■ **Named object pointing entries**
----
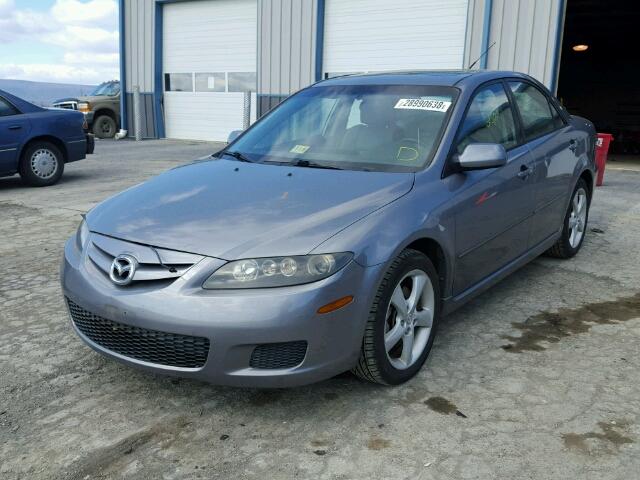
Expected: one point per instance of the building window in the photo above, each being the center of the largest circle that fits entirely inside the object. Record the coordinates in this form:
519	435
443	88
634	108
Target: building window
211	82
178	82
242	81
----
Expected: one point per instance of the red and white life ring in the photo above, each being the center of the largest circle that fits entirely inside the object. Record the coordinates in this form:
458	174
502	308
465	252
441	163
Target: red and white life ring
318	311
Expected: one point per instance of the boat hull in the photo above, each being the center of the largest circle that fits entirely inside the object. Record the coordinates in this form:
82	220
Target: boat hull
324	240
----
■ **WHAT THIS TASK INVOLVES**
Return every line of the rows that contains the string "Target", matching case exactly.

■ **EXERCISE RESULT**
Target: building window
Target: red and white life ring
Target: boat hull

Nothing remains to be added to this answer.